**Passage given:**
Netball America
- Sport: Netball
- Jurisdiction: United States
- Membership: 50+ clubs
- Abbreviation: NA
- Founded: 2007
- Headquarters: Westminster, California

Official website
- netballamerica.com

= Netball America =

Netball governing body in the United States

Netball America is a governing body for netball in the United States. It was founded in 2007. Together with USA Netball, it is one of two rival governing bodies. Since 2009, Netball America has hosted the U.S. Open Netball Championships, featuring women's and mixed teams. Netball America also organises a national netball team, which they have branded The American Netball Team and nicknamed The Stars. They represented the United States at the 2012, 2016 and 2018 World University Netball Championships. Netball America also hosted the 2016 tournament.

**Data entries:**
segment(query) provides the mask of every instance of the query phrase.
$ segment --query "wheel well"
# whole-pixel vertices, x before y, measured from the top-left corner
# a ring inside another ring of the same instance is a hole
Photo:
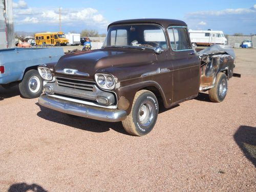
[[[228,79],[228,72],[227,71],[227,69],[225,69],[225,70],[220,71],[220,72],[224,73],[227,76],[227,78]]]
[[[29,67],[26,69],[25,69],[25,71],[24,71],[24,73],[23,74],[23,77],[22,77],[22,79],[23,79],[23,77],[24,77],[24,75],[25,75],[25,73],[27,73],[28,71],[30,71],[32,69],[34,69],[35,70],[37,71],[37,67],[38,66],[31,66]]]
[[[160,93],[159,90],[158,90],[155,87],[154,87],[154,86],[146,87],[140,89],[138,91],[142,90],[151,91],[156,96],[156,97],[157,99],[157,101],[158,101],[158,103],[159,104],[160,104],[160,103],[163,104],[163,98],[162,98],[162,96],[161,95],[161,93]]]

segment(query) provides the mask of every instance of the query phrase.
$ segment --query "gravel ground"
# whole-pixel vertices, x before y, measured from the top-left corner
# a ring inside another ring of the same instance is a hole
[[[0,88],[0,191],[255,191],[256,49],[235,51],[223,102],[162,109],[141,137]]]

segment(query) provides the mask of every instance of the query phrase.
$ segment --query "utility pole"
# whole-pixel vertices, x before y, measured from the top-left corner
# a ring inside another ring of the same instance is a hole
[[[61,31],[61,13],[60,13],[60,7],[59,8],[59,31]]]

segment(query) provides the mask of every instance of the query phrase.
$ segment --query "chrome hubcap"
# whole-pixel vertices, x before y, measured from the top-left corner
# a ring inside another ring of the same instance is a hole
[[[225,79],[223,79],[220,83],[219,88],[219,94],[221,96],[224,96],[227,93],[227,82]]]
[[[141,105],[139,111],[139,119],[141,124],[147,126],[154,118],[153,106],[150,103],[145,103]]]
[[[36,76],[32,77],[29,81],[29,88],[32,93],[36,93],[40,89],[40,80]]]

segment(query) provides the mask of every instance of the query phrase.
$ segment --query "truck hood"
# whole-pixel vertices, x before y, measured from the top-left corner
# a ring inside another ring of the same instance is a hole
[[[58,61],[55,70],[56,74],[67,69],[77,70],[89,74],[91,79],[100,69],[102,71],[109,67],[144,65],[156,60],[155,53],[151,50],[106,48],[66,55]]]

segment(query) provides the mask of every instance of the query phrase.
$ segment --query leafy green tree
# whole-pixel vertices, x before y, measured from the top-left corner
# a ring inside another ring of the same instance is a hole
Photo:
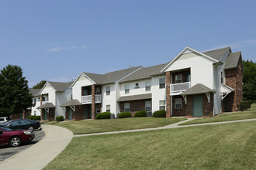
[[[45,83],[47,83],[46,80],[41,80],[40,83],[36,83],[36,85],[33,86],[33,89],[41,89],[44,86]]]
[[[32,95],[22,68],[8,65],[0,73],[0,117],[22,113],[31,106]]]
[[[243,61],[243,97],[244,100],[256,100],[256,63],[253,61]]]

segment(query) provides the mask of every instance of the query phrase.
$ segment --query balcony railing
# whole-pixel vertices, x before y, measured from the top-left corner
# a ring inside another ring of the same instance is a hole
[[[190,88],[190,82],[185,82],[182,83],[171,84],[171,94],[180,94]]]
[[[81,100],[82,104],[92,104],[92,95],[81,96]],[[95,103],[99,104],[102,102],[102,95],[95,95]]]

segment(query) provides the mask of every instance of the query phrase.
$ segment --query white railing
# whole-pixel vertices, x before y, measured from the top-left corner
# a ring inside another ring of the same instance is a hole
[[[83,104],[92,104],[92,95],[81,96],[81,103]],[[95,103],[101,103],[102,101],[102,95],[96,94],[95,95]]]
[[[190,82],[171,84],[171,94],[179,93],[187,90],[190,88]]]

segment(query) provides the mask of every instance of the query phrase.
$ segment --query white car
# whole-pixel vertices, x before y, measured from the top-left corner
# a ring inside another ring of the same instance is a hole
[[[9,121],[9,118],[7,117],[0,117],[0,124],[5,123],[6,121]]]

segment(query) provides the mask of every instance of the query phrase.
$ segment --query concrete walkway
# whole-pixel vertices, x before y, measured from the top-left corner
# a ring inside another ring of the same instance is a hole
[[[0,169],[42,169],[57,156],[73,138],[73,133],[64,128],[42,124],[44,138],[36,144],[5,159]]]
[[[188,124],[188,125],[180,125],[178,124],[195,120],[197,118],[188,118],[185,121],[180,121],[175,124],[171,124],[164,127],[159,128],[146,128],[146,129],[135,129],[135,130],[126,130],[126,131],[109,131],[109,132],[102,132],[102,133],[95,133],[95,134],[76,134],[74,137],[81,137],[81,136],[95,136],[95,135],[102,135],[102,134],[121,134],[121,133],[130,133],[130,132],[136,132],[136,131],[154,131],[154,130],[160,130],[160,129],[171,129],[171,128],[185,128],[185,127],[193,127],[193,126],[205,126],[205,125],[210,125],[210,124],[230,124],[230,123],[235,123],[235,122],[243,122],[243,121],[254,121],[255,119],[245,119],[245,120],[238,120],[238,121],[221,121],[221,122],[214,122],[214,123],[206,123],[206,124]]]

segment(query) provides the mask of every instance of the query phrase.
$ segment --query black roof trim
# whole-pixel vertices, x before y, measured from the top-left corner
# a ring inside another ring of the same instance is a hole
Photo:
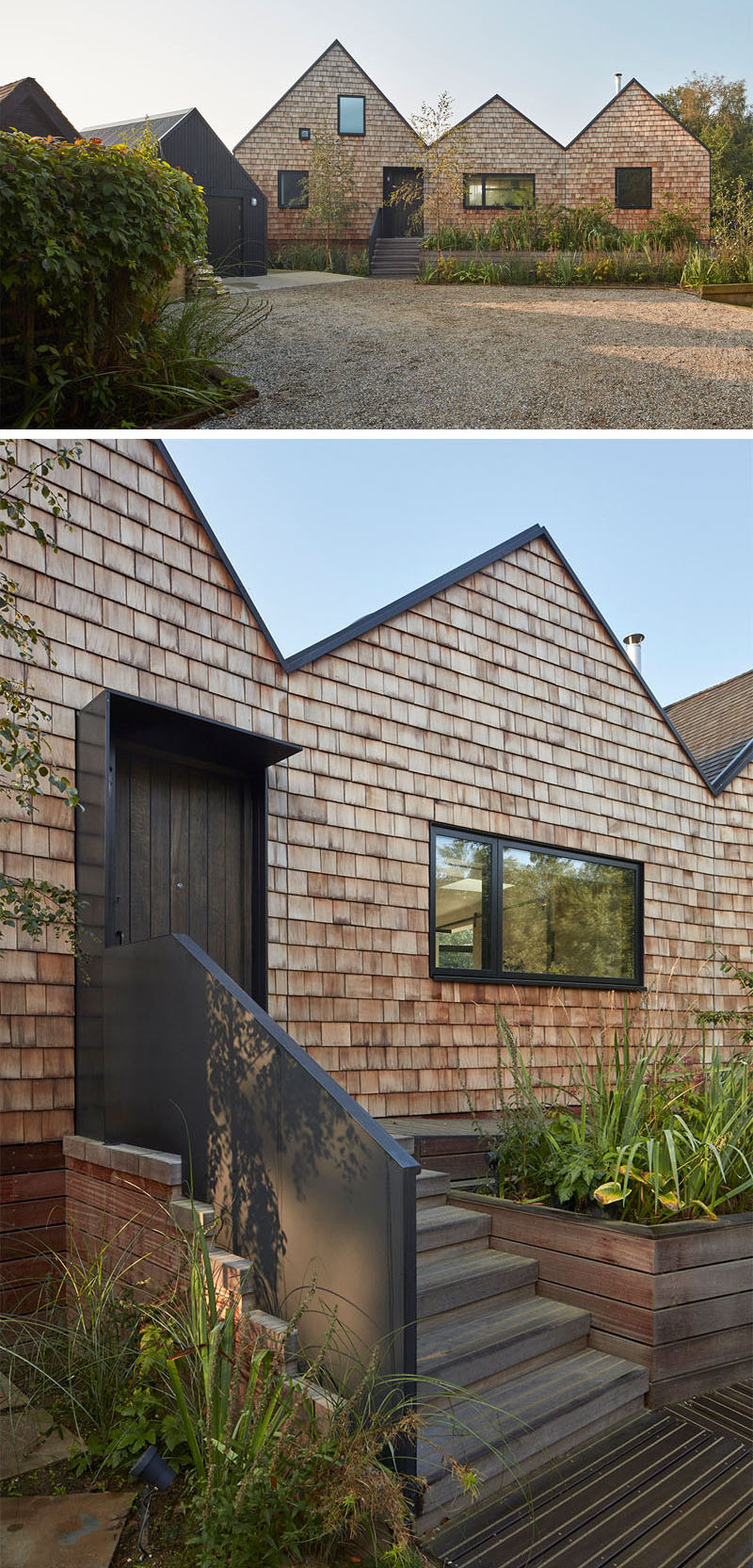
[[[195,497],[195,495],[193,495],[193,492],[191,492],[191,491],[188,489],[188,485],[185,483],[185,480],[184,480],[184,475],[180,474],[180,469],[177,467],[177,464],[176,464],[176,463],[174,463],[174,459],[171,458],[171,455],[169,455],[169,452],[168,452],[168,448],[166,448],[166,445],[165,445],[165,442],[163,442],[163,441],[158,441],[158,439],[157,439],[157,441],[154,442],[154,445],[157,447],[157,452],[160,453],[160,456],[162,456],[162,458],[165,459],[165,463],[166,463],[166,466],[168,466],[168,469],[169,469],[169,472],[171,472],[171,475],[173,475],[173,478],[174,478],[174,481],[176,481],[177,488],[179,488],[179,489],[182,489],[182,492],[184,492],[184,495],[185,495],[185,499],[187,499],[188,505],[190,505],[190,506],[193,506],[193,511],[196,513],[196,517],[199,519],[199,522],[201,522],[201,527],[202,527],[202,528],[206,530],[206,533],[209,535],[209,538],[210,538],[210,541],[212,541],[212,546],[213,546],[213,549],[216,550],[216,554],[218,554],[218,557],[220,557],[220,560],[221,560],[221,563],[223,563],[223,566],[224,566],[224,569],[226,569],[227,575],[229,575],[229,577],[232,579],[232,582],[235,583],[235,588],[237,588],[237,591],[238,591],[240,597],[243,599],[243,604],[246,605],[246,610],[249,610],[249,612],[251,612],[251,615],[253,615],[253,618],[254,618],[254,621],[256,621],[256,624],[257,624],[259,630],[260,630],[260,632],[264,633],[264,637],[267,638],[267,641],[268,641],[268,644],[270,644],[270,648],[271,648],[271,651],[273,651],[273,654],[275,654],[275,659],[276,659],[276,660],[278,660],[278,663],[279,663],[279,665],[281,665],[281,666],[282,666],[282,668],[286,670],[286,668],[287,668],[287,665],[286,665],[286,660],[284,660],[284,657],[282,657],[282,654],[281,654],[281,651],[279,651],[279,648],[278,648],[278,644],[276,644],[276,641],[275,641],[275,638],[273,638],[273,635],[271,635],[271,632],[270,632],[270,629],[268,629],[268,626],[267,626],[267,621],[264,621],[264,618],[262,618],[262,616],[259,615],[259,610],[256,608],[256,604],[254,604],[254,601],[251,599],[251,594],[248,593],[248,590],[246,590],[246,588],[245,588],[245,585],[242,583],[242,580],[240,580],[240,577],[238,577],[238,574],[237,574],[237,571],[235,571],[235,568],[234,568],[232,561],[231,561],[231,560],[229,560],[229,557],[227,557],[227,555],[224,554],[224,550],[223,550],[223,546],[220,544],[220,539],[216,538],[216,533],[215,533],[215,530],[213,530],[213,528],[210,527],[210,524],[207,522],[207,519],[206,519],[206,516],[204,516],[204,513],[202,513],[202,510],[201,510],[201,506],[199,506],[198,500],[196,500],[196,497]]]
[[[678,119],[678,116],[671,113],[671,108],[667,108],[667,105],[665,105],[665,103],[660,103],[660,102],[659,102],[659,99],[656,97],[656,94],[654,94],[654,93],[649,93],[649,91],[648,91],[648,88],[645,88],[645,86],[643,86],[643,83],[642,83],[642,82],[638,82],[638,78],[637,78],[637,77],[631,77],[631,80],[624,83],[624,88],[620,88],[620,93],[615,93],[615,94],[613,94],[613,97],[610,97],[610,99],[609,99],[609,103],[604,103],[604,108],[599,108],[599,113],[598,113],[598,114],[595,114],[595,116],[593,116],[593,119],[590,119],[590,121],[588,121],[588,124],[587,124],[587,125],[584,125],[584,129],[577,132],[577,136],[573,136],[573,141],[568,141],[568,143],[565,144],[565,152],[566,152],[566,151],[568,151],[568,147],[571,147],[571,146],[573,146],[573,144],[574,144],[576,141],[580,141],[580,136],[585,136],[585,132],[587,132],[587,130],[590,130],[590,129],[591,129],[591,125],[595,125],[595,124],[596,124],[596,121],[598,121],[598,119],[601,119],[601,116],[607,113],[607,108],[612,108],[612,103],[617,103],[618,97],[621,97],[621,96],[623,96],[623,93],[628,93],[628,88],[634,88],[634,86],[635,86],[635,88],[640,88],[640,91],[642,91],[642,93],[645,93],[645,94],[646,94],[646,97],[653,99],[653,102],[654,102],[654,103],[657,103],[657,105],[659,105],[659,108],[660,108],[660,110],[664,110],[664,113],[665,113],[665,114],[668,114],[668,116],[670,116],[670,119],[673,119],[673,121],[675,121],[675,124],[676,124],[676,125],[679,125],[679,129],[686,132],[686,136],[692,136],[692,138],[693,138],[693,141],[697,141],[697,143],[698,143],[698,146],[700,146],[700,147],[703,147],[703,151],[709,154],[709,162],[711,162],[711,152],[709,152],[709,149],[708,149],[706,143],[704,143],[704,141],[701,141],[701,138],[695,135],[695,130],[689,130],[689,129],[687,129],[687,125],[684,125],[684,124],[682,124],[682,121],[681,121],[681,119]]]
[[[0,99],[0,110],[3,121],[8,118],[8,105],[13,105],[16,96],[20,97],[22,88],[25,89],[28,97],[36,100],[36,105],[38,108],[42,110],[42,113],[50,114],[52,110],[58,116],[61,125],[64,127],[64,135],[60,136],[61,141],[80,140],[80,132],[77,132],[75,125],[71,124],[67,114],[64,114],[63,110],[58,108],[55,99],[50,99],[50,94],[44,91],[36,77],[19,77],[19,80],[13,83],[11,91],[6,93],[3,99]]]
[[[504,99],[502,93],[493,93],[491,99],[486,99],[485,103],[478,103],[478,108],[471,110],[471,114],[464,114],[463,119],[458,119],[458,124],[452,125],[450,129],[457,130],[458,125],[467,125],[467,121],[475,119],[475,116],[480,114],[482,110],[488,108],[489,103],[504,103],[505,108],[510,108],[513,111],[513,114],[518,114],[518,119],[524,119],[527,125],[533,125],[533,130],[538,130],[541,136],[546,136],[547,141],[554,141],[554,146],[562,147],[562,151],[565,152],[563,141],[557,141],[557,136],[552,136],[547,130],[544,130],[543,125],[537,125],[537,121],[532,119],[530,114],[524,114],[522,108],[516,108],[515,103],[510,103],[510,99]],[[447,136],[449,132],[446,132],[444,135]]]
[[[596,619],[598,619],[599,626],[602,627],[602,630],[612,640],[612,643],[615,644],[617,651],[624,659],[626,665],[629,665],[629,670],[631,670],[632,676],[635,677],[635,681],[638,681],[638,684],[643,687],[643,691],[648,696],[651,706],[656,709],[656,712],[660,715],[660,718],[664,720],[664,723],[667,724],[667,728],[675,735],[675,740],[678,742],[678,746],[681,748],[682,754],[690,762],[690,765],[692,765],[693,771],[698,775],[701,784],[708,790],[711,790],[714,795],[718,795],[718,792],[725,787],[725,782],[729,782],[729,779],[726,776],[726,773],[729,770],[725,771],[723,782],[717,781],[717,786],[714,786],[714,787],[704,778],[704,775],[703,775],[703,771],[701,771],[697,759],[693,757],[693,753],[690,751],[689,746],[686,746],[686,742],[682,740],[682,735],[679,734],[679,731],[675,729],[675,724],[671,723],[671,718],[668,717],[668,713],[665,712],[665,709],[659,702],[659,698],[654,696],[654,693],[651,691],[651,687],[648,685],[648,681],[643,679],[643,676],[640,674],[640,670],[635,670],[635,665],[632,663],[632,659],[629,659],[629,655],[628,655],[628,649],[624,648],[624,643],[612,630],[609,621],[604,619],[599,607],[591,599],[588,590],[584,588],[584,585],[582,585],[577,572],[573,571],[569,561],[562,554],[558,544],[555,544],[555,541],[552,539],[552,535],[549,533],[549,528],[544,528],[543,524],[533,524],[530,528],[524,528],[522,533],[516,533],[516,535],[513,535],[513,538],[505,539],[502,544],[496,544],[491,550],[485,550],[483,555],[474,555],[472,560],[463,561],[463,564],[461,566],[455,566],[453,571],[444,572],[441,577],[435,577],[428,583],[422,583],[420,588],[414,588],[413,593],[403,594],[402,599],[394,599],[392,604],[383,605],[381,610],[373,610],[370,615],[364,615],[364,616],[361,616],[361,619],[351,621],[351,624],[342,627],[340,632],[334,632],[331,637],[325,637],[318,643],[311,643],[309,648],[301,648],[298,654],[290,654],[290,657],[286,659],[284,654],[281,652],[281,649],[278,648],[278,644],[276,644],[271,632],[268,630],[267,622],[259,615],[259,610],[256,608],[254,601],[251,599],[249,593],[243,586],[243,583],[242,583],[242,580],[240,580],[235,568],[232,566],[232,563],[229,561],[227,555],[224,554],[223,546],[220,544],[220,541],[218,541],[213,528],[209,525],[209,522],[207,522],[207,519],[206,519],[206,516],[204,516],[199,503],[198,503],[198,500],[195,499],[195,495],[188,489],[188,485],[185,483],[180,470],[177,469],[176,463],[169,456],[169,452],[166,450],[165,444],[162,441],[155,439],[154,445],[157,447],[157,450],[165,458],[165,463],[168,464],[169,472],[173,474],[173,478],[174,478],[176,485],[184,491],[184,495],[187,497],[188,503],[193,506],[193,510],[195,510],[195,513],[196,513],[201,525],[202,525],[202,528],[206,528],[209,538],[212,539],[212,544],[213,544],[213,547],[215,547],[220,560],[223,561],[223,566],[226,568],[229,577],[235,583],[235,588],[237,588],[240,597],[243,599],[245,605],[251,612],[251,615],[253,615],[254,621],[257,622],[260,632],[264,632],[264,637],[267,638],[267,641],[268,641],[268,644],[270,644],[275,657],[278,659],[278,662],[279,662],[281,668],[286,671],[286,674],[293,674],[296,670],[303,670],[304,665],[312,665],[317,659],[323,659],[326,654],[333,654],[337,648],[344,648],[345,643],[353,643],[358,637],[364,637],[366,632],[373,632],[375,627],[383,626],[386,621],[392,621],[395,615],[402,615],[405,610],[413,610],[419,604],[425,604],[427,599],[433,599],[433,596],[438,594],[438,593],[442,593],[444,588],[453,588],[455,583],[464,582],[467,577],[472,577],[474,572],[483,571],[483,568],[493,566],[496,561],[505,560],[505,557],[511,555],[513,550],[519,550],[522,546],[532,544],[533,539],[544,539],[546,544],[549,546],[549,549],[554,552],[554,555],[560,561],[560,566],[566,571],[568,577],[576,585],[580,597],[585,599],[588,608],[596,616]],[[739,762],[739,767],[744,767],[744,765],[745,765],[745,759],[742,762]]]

**Tasks:**
1. According to the passage on Netball America, since what year has the organization hosted the U.S. Open Netball Championships?
2. Carry on the passage on Netball America from its final sentence.
The entries have no connection to the passage on Netball America.

**Results of the tasks:**
1. Since 2009.

2.
==History==
===Foundation===
In 2006 and 2007, USA Netball experienced an exodus of administrators due to allegations and reports of corruption and unethical behaviour. These issues were reported to World Netball. However, according to an Australian Broadcasting Corporation report, they were never acted upon. The majority of USA Netball's affiliated members, clubs and associations subsequently left the organisation and formed a new governing body, Netball America. The four founding members included Steve Anderson, Moreen Logsdon, Jo O'Key and Sonya Ottaway. Ottaway was an Australian American and a former United States international. She became president of the new organisation. One of the main aims of the new organisation was to develop netball in the United States among American citizens.

==Competitions==
===U.S. Open Netball Championships===
Since 2009, Netball America has hosted the U.S. Open Netball Championships, featuring women's and mixed teams. It's MVP award is named after Vicki Wilson. The 2022 tournament was played in Las Vegas and featured 24 teams with players from 12 different countries and 22 different states and territories of the United States. The 2024 tournament was played in Phoenix, Arizona and won by a team representing Cheshire. The 2025 tournament was played in Greater Austin and guests included Sigrid Burger.

===USA National Netball League===
In November 2023, Netball America launched the USA National Netball League. In May 2024, they announced the first six teams to join the new league. Woodlands Warriors were announced as hosts of the first six matches.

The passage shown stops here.